Short exercise A:
Translate this sentence from the page on preferential trade and World War II into Spanish: "A key provision of Lend Lease was its deliberate disavowal of any requirement for a financial settlement for the goods provided."
Short exercise B:
Carry on the piece about preferential trade and World War II from its final sentence.

Page:
Preferential trade and World War II

Preferential trade played a bigger role in history than I knew. From a new book chapter (pdf) by Douglas A. Irwin, Petros C. Mavroidis & Alan O. Sykes:

At a conference in Ottawa in 1932, the United Kingdom and its dominions (principally Australia, Canada, India, New Zealand, and South Africa) agreed to give preferential tariff treatment for each others’ goods. This scheme of imperial preferences involved both higher duties on non‐Empire goods and lower duties on Dominion goods and drew the ire of excluded countries for discriminating against their trade…

Having been chosen by Roosevelt to serve as Secretary of State, Hull was uniquely positioned to pursue his belief that freer trade might lead to economic and political conditions that would be more favorable to peace. Hull fought a long and hard bureaucratic battle to ensure that the official U.S. government position on international trade policy was the State Department’s vision of a world more open to trade and free from discriminatory commercial policies…

Hull was an especially sharp critic of imperial preferences for their adverse effect on U.S. exports. Testifying before Congress in 1940, Hull called imperial preferences “the greatest injury, in a commercial way, that has been inflicted on this country since I have been in public life”…

The outbreak of the European war in September 1939, and particularly the fall of France in June 1940, put the United States in the awkward position of formal neutrality and yet having a vital stake in the survival of the United Kingdom. With American public opinion opposed to any direct military involvement in the war, the Roosevelt administration sought to provide assistance to Britain through the Lend‐Lease program…

A key provision of Lend Lease was its deliberate disavowal of any requirement for a financial settlement for the goods provided. This provision aimed to avoid the difficult problems associated with debt repayments after World War I. Instead, as compensation for the assistance, Britain was required to provide a “direct or indirect benefit which the president deems satisfactory.” This unspecified benefit became known as “the consideration” and was the price that Britain would have to pay for American aid.

Supplied entries:
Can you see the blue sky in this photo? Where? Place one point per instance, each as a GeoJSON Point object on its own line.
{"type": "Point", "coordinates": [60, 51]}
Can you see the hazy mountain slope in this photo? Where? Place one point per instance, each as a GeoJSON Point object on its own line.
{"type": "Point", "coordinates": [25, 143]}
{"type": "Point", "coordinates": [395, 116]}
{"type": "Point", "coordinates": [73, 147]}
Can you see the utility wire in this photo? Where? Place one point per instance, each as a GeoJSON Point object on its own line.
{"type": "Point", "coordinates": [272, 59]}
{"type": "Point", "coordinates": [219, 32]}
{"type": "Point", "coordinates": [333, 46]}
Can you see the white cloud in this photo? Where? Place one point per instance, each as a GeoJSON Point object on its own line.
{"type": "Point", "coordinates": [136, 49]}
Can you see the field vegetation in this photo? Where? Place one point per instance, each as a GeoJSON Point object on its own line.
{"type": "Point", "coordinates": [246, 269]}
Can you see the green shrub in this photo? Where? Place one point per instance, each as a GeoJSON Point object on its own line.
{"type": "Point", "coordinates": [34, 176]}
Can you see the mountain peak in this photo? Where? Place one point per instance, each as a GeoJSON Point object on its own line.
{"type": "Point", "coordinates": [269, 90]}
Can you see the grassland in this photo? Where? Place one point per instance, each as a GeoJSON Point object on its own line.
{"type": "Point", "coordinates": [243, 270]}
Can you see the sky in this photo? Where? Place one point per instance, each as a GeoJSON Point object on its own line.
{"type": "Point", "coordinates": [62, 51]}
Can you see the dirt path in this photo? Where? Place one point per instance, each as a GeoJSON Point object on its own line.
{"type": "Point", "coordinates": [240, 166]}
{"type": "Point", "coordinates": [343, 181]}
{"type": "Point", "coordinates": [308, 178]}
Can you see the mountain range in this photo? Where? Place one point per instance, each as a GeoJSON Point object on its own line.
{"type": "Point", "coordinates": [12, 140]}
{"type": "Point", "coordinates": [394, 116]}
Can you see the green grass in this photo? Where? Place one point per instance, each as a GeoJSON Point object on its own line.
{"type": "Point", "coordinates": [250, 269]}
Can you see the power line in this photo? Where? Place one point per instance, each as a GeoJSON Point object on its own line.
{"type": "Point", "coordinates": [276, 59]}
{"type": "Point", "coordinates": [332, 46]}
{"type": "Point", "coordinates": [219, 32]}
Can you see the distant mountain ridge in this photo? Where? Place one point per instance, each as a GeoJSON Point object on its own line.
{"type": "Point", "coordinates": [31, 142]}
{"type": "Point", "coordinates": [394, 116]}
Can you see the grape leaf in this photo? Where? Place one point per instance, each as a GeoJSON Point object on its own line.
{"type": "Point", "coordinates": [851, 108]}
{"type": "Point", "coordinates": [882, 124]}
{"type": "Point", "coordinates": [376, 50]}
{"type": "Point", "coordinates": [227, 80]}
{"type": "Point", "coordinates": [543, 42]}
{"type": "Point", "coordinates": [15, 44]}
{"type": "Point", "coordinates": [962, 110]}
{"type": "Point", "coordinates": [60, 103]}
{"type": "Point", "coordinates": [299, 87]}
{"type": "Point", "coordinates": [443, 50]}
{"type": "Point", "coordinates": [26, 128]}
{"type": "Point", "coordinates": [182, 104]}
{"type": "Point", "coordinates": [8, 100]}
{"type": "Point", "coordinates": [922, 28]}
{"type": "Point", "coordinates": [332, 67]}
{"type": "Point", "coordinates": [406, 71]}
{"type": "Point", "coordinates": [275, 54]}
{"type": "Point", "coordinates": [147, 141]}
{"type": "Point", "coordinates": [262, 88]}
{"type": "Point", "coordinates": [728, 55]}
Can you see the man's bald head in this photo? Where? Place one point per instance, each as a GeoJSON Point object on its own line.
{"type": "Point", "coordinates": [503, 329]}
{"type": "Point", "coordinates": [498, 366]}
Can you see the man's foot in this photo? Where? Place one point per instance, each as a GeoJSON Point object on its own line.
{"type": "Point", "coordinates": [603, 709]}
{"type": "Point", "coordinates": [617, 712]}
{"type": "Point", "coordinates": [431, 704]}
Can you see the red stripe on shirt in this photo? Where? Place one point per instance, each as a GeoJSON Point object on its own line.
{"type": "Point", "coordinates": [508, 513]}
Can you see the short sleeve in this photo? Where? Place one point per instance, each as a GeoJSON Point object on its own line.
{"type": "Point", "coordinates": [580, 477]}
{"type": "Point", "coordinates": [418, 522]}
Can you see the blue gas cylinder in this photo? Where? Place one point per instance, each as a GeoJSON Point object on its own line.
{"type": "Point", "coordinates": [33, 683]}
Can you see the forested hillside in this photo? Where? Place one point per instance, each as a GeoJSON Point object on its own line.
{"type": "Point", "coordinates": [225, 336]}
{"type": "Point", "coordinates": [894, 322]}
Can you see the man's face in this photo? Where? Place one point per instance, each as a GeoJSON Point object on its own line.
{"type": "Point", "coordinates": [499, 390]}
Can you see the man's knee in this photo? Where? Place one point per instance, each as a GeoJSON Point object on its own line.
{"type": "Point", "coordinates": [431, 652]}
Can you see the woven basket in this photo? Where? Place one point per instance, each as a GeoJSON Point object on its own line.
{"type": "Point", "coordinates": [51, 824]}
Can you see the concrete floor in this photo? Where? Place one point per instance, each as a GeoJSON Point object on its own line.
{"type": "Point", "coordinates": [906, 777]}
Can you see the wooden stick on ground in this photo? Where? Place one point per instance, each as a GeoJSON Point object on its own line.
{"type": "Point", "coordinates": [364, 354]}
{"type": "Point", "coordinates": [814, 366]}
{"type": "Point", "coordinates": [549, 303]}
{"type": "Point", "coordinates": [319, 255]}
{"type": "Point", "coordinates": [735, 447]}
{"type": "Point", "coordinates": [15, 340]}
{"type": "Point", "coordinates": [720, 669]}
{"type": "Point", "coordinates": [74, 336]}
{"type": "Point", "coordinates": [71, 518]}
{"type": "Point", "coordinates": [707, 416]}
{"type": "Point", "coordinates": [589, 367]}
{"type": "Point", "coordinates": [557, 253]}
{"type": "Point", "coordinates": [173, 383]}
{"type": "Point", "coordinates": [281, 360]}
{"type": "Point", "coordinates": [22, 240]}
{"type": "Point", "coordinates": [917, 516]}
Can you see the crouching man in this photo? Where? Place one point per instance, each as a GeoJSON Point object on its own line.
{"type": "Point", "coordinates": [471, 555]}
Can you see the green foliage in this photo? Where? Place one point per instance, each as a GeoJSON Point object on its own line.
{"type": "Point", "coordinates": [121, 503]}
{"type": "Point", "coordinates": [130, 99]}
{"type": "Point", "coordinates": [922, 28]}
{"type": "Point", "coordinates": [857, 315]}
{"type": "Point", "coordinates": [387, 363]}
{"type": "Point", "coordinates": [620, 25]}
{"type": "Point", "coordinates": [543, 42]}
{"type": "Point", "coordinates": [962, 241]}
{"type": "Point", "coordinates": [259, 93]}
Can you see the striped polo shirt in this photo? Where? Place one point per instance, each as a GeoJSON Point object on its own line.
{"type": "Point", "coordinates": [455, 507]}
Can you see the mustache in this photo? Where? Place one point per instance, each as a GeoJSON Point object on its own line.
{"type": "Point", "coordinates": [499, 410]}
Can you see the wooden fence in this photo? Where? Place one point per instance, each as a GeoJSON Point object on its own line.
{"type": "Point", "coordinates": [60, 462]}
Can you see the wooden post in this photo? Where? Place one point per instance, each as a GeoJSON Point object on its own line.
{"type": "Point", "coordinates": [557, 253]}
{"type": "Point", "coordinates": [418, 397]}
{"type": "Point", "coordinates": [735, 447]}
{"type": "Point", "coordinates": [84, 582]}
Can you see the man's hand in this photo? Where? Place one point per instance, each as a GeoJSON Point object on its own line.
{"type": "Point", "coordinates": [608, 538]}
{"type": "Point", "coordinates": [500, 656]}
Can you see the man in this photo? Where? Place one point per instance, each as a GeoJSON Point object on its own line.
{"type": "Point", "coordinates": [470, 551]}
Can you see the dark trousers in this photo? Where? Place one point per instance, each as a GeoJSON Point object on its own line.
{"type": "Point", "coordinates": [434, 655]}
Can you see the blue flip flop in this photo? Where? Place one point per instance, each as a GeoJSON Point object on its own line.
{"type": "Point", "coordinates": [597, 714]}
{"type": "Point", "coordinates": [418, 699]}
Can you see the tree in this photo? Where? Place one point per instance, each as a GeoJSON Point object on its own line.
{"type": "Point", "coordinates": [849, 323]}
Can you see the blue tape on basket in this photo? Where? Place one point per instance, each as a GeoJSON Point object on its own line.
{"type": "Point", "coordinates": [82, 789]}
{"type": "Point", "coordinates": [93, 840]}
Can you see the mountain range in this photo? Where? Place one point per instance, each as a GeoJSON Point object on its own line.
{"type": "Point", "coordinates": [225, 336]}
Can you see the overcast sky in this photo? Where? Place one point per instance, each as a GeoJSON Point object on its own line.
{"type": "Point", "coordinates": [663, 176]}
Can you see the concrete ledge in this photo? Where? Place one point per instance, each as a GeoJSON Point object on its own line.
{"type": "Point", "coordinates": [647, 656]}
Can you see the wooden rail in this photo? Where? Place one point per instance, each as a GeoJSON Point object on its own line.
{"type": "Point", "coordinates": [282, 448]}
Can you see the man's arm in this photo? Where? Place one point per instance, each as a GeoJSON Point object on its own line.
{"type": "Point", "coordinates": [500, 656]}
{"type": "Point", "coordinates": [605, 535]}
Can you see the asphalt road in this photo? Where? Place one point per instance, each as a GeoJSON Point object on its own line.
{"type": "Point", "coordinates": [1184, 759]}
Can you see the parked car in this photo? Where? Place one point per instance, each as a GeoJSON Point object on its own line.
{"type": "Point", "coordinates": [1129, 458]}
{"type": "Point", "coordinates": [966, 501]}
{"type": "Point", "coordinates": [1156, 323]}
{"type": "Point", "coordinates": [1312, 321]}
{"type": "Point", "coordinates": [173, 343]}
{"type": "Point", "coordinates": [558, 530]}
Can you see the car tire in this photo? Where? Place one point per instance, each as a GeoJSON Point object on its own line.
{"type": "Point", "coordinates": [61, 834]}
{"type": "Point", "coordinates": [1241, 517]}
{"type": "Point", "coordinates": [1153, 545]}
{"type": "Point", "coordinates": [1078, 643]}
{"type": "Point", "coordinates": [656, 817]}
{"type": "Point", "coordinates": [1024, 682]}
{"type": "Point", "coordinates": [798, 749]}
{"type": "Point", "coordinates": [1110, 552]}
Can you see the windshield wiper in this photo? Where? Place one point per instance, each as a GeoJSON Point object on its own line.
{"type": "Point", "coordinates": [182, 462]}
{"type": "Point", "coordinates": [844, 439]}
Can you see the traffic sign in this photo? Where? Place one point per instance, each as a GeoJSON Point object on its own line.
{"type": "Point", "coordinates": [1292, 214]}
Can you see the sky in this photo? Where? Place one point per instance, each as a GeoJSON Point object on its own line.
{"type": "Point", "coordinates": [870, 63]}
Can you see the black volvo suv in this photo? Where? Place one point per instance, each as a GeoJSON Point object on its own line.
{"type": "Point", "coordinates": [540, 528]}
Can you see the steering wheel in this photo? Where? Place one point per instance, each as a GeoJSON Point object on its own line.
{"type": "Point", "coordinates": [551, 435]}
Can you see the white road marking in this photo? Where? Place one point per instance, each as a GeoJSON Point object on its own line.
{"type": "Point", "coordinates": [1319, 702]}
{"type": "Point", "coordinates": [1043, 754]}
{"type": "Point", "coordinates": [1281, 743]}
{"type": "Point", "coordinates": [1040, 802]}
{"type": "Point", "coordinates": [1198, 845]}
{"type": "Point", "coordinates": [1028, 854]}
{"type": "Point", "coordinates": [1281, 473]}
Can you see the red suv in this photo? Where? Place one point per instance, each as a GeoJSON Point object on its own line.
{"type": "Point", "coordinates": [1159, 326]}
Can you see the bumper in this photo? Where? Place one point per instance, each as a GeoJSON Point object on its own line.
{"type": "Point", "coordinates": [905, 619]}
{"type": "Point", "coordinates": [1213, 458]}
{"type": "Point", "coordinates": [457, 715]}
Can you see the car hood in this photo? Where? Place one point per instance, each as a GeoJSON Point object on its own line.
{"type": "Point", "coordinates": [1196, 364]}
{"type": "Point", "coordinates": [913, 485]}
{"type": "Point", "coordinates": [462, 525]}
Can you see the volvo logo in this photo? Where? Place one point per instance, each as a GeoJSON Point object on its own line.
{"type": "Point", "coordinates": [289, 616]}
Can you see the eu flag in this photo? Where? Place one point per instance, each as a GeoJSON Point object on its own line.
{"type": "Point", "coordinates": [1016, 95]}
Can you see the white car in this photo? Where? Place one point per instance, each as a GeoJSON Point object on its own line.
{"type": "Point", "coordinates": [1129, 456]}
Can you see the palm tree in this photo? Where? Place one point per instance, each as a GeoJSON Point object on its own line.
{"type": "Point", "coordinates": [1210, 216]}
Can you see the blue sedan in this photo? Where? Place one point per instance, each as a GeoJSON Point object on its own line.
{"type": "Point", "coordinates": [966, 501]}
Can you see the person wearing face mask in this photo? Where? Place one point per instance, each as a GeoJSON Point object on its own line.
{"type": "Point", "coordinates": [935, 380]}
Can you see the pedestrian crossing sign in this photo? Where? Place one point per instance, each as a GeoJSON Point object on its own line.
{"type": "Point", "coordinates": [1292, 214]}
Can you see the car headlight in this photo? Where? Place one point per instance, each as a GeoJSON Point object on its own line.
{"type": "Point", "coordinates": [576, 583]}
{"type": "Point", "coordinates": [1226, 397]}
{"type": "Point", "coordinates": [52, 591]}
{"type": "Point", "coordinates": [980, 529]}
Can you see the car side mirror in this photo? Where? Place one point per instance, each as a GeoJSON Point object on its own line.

Output A:
Una disposición clave de la Ley de Préstamo y Arriendo fue su renuncia deliberada a exigir cualquier liquidación financiera por los bienes suministrados.

Output B:
The decision to settle Lend Lease debts without monetary or financial repayments had a profound impact on the shape of the postwar economic system. The United States decided to extract foreign policy promises from the United Kingdom and require its participation in a new world economic framework…

This put Cordell Hull and the State Department in a much stronger position to eliminate imperial preferences than they had been in 1938 when they sought to do so in a reciprocal trade agreement. In 1941, Britain required American assistance and was in a much weaker position. Hull therefore aimed to use “the consideration” to extract from the United Kingdom a pledge to abolish imperial preferences and secure Britain’s support for a more liberal and non‐discriminatory international trade regime. Early State Department drafts of the lend lease agreement called for the elimination of all imperial preferences.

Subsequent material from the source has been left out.